■ REQUIREMENT ■
Convert the data below into a two-column CSV with the header input,output, and give one row for each entry. Put the entry's text in the input field and its answer in the output field, with each field in double quotes and all line breaks replaced by spaces.

■ DATA ROWS ■
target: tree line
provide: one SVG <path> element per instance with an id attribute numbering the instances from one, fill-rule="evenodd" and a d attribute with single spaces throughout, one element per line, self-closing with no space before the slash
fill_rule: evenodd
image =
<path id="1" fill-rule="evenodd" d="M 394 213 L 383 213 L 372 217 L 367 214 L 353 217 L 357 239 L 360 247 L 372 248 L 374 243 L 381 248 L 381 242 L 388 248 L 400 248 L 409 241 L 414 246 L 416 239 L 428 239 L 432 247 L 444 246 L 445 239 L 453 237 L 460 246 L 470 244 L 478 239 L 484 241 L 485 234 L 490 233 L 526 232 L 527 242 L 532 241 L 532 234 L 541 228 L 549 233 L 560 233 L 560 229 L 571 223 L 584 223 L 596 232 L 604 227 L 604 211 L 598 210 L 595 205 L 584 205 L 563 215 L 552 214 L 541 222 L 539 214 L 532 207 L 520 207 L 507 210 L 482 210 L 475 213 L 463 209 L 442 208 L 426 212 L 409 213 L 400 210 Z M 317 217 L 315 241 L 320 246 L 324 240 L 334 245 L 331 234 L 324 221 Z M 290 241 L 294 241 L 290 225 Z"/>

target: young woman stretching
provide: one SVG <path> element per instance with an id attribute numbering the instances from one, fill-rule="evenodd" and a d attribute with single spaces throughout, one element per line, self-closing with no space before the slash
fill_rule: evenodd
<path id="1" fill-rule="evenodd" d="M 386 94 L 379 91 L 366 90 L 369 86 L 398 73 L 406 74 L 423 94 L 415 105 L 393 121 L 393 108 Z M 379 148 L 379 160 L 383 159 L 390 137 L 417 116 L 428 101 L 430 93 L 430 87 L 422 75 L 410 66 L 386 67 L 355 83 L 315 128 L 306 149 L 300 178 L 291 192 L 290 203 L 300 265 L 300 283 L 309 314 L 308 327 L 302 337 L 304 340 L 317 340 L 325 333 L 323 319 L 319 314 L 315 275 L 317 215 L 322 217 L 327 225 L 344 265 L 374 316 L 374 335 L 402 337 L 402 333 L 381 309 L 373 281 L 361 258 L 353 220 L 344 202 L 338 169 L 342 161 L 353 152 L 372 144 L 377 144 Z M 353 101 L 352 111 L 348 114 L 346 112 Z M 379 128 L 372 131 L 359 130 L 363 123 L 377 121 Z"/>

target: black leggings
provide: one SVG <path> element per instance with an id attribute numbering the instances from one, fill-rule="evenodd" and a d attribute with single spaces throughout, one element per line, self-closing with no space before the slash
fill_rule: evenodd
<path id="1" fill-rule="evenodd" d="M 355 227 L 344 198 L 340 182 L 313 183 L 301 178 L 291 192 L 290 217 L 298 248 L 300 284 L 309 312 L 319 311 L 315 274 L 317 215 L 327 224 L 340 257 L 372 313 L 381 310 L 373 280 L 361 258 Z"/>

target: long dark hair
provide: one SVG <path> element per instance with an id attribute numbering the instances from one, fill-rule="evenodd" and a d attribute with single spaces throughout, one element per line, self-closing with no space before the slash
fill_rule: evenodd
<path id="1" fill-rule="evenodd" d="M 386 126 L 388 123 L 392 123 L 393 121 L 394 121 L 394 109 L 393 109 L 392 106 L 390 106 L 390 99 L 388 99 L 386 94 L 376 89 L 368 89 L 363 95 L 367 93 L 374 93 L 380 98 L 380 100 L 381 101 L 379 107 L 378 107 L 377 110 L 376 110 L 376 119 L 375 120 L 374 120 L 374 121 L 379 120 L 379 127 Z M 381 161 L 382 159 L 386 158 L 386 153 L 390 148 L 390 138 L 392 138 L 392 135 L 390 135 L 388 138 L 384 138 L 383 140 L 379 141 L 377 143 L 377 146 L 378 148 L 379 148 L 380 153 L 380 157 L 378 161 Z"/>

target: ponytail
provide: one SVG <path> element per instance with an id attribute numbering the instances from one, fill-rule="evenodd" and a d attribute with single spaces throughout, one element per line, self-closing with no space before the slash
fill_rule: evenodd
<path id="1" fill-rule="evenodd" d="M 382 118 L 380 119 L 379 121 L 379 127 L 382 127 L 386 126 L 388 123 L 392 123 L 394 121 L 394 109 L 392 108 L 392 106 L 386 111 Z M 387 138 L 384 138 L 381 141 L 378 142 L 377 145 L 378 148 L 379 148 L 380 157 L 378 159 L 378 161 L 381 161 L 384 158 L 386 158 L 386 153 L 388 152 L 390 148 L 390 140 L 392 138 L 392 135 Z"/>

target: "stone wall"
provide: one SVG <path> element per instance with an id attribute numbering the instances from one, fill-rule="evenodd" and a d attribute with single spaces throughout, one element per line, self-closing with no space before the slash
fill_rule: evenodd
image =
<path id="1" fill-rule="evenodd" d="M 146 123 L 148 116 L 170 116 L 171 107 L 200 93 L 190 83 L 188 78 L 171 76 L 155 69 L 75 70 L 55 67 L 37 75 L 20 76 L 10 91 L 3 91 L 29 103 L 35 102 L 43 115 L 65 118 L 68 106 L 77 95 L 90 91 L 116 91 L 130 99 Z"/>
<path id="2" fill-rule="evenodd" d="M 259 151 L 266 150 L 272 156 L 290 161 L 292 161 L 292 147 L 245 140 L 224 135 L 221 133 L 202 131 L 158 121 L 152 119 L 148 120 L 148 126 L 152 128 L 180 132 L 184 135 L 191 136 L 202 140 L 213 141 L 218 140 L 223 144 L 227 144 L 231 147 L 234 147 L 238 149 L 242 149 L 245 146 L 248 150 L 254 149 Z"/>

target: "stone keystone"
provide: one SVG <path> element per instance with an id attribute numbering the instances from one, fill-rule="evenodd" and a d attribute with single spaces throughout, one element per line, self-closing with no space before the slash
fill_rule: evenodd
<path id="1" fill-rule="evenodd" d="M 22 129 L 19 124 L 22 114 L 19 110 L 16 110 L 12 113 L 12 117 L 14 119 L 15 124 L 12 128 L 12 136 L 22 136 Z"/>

■ FINAL RESULT ■
input,output
"target: tree line provide: one SVG <path> element per instance with an id attribute numbering the instances from one, fill-rule=""evenodd"" and a d attribute with single spaces throughout, one element per line, self-closing with no space before the slash fill_rule: evenodd image =","<path id=""1"" fill-rule=""evenodd"" d=""M 394 213 L 383 213 L 372 217 L 367 214 L 353 217 L 357 239 L 360 247 L 372 248 L 374 243 L 381 248 L 381 242 L 388 248 L 400 248 L 409 241 L 414 246 L 416 239 L 428 239 L 432 247 L 444 246 L 445 239 L 453 237 L 460 246 L 470 244 L 478 239 L 484 241 L 485 234 L 490 233 L 526 232 L 527 242 L 532 241 L 532 234 L 541 228 L 549 233 L 560 233 L 560 229 L 571 223 L 584 223 L 596 232 L 604 227 L 604 211 L 598 210 L 595 205 L 584 205 L 563 215 L 552 214 L 541 222 L 539 214 L 532 207 L 520 207 L 507 210 L 482 210 L 475 213 L 463 209 L 442 208 L 426 212 L 409 213 L 400 210 Z M 317 217 L 315 241 L 320 246 L 324 240 L 334 245 L 331 234 L 324 221 Z M 290 241 L 294 241 L 290 225 Z""/>"
"target: young woman stretching provide: one SVG <path> element per instance with an id attribute numbering the instances from one, fill-rule=""evenodd"" and a d attribute with single spaces throughout, one element per line, self-closing with no space before the slash fill_rule: evenodd","<path id=""1"" fill-rule=""evenodd"" d=""M 386 94 L 379 91 L 366 90 L 369 86 L 398 73 L 406 74 L 423 94 L 415 105 L 393 121 L 393 108 Z M 379 148 L 379 160 L 383 159 L 390 137 L 417 116 L 428 101 L 430 93 L 430 87 L 422 75 L 410 66 L 386 67 L 355 83 L 315 128 L 306 149 L 300 178 L 291 192 L 290 203 L 300 265 L 300 283 L 309 314 L 308 327 L 302 337 L 304 340 L 317 340 L 325 333 L 323 319 L 319 314 L 315 275 L 317 215 L 322 217 L 327 225 L 344 265 L 374 316 L 374 335 L 402 337 L 402 333 L 381 309 L 373 281 L 361 258 L 353 220 L 344 202 L 338 169 L 342 161 L 353 152 L 372 144 L 377 144 Z M 353 101 L 352 111 L 348 114 L 346 112 Z M 379 128 L 372 131 L 359 130 L 363 123 L 377 121 Z""/>"
"target: black leggings provide: one SVG <path> element per instance with an id attribute numbering the instances from one, fill-rule=""evenodd"" and a d attribute with single spaces throughout, one element per line, self-closing with no space before the slash fill_rule: evenodd","<path id=""1"" fill-rule=""evenodd"" d=""M 355 227 L 344 198 L 340 182 L 313 183 L 301 178 L 291 192 L 290 217 L 298 248 L 300 284 L 309 312 L 319 311 L 315 274 L 317 215 L 327 224 L 340 257 L 372 313 L 381 310 L 373 280 L 361 258 Z""/>"
"target: long dark hair provide: one SVG <path> element per instance with an id attribute numbering the instances from one, fill-rule=""evenodd"" and a d attribute with single spaces throughout, one element per line, self-closing with no space before the slash fill_rule: evenodd","<path id=""1"" fill-rule=""evenodd"" d=""M 386 126 L 388 123 L 392 123 L 393 121 L 394 121 L 394 109 L 393 109 L 392 106 L 390 106 L 390 99 L 388 99 L 386 94 L 376 89 L 368 89 L 363 95 L 367 93 L 374 93 L 380 98 L 380 100 L 381 101 L 379 107 L 378 107 L 377 110 L 376 110 L 376 119 L 375 120 L 374 120 L 374 121 L 379 120 L 379 127 Z M 381 161 L 382 159 L 386 158 L 386 153 L 390 148 L 390 138 L 392 138 L 392 135 L 390 135 L 388 138 L 384 138 L 383 140 L 379 141 L 377 143 L 377 146 L 378 148 L 379 148 L 380 153 L 380 157 L 378 161 Z""/>"
"target: ponytail provide: one SVG <path> element per instance with an id attribute numbering the instances from one, fill-rule=""evenodd"" and a d attribute with single spaces throughout, one element per line, self-closing with no space before the slash fill_rule: evenodd","<path id=""1"" fill-rule=""evenodd"" d=""M 382 118 L 380 119 L 379 121 L 379 127 L 382 127 L 386 126 L 388 123 L 392 123 L 394 121 L 394 109 L 392 108 L 392 106 L 386 111 Z M 387 138 L 384 138 L 381 141 L 378 142 L 377 145 L 378 148 L 379 148 L 380 157 L 378 159 L 378 161 L 381 161 L 384 158 L 386 158 L 386 153 L 388 152 L 390 148 L 390 140 L 392 138 L 392 135 Z""/>"
"target: ""stone wall"" provide: one SVG <path> element per instance with an id attribute numbering the instances from one, fill-rule=""evenodd"" and a d attribute with single spaces throughout, one element per line, self-closing with no space before the slash fill_rule: evenodd image =","<path id=""1"" fill-rule=""evenodd"" d=""M 146 123 L 148 116 L 170 116 L 171 107 L 200 93 L 190 83 L 188 78 L 171 76 L 155 69 L 75 70 L 55 67 L 37 75 L 20 76 L 10 91 L 3 91 L 29 103 L 35 102 L 43 115 L 65 118 L 68 106 L 77 95 L 90 91 L 116 91 L 130 99 Z""/> <path id=""2"" fill-rule=""evenodd"" d=""M 259 151 L 266 150 L 272 156 L 290 161 L 292 161 L 292 147 L 245 140 L 224 135 L 221 133 L 202 131 L 158 121 L 152 119 L 148 120 L 148 126 L 152 128 L 180 132 L 184 135 L 191 136 L 202 140 L 213 141 L 218 140 L 223 144 L 227 144 L 231 147 L 234 147 L 238 149 L 242 149 L 245 146 L 248 150 L 254 149 Z""/>"
"target: ""stone keystone"" provide: one SVG <path> element per instance with an id attribute numbering the instances from one, fill-rule=""evenodd"" and a d attribute with single spaces throughout, one element per line, self-closing with no space before the slash fill_rule: evenodd","<path id=""1"" fill-rule=""evenodd"" d=""M 22 129 L 19 124 L 22 114 L 19 110 L 16 110 L 12 113 L 12 117 L 14 119 L 15 124 L 12 128 L 12 136 L 22 136 Z""/>"